● What is required
State how many lines of the entries include the string "woman", please, leaving out everything but the number.

● Record set
........

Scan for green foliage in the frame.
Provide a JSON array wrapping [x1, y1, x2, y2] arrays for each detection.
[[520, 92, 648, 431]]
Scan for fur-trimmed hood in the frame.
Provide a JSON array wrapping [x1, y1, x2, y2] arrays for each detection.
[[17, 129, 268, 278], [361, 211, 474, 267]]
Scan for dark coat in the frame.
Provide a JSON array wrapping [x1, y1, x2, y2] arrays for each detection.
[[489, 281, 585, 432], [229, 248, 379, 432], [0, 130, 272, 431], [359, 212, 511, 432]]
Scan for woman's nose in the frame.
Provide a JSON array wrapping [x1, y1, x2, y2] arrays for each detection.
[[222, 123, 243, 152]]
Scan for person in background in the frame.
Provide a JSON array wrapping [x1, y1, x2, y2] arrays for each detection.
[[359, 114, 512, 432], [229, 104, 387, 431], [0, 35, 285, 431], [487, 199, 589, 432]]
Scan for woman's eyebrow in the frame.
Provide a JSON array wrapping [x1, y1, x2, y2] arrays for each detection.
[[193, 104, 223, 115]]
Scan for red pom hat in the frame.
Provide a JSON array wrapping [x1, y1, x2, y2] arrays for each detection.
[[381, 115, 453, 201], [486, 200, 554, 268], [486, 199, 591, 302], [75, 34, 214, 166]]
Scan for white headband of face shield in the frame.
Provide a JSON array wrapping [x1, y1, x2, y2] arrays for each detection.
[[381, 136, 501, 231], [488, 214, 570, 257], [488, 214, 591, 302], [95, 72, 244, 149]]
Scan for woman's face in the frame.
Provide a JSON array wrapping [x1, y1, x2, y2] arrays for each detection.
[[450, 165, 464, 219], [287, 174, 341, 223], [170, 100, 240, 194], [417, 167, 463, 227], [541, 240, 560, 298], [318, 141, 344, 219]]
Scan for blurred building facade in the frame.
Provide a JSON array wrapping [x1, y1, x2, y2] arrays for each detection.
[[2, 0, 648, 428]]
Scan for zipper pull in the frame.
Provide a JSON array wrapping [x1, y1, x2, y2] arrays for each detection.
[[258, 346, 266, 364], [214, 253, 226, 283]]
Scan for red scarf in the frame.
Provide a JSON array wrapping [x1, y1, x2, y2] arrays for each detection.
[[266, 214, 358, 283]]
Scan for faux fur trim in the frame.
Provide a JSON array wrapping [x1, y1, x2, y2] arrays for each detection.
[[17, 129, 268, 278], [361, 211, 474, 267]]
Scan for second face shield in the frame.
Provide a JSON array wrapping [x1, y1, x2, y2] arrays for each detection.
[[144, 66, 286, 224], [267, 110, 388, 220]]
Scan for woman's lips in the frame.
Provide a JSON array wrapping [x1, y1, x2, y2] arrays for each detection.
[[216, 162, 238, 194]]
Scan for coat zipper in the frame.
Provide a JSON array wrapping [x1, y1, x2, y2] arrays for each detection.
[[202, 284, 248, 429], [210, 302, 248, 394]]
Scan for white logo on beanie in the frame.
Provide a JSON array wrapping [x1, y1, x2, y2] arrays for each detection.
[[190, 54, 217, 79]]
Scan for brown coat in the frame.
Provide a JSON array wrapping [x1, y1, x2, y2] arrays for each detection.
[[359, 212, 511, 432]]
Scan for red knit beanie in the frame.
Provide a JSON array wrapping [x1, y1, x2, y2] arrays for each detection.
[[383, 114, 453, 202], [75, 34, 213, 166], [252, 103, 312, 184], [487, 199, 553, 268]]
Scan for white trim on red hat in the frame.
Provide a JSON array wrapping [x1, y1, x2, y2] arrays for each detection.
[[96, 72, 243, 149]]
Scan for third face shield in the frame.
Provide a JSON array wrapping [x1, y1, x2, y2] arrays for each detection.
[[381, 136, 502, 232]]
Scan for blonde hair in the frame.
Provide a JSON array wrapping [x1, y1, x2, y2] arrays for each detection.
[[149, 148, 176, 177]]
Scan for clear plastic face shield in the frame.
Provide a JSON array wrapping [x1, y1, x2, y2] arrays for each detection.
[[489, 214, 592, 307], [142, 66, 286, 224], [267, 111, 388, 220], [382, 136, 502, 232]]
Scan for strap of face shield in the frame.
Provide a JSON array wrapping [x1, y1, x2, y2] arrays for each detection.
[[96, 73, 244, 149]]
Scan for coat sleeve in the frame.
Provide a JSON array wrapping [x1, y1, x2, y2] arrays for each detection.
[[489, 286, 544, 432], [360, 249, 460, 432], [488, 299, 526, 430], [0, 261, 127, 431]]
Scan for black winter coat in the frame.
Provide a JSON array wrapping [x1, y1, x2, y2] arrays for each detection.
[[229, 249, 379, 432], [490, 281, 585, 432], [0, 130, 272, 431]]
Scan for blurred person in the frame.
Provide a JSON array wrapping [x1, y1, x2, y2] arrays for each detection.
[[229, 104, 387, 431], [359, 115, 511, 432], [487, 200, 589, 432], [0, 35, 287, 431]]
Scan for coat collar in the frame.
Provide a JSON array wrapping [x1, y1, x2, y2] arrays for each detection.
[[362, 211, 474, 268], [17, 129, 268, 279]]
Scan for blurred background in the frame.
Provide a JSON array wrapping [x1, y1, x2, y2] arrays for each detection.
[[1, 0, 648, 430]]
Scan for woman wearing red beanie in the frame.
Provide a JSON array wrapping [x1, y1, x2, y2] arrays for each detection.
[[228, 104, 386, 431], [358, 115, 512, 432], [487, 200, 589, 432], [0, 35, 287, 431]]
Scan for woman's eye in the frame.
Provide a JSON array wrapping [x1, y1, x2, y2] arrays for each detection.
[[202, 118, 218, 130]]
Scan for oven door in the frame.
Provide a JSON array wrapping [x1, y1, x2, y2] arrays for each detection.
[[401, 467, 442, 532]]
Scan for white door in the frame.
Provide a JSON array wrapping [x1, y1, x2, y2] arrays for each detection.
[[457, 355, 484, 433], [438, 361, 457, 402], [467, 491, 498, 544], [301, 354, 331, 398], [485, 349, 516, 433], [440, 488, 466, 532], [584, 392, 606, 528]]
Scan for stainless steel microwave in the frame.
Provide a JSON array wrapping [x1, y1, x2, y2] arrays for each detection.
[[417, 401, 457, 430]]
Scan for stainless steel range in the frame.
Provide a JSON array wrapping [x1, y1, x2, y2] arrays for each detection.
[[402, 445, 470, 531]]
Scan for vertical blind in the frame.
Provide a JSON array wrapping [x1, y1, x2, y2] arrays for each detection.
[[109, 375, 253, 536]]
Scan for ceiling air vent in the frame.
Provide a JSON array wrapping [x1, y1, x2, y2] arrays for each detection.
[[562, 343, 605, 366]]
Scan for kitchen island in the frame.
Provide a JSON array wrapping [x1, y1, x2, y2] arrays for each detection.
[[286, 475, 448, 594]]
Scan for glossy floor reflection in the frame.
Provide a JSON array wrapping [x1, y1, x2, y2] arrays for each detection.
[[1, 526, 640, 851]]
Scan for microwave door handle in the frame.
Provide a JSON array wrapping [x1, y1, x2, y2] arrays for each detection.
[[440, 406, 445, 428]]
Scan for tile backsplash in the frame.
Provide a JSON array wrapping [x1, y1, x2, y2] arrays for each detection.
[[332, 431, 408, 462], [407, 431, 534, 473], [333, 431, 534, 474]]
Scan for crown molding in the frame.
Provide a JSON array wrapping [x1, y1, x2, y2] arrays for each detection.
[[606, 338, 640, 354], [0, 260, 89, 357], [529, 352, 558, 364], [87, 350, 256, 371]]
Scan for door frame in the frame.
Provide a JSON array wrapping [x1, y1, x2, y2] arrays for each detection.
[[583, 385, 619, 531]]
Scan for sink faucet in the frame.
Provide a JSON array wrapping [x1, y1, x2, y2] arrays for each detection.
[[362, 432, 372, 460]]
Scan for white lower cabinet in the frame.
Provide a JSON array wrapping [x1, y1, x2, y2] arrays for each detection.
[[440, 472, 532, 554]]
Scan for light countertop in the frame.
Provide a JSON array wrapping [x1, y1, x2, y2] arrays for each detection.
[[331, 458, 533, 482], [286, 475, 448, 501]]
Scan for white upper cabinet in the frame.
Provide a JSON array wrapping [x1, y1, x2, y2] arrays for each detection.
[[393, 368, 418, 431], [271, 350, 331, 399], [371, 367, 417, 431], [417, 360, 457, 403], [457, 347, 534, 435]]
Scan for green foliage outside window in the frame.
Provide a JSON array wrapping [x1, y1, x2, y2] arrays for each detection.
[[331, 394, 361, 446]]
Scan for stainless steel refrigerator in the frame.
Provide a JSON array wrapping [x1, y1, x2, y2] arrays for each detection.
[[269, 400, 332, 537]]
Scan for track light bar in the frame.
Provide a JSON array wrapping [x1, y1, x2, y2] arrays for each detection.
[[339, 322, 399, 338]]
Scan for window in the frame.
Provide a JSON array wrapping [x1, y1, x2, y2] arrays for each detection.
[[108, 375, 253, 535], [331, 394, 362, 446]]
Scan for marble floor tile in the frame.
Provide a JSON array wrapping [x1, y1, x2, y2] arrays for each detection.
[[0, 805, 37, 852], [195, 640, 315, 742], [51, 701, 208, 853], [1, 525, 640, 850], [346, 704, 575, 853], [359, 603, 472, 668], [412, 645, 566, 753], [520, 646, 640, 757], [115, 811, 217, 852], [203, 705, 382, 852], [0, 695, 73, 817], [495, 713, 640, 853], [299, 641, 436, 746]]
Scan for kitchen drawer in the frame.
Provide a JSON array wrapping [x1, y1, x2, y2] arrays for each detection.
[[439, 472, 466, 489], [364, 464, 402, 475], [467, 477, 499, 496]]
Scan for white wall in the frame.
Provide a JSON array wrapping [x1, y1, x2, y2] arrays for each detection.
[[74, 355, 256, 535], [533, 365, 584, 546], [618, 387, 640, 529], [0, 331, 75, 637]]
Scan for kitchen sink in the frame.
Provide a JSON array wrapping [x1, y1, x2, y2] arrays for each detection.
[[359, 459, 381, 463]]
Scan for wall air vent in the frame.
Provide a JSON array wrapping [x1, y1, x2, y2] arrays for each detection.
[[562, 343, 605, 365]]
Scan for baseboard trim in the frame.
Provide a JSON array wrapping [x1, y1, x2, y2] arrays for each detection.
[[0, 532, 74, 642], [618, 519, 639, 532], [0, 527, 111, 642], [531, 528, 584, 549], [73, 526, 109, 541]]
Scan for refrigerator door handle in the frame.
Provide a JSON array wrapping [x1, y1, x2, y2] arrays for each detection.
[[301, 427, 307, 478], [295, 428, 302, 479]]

........

● Answer for the task
6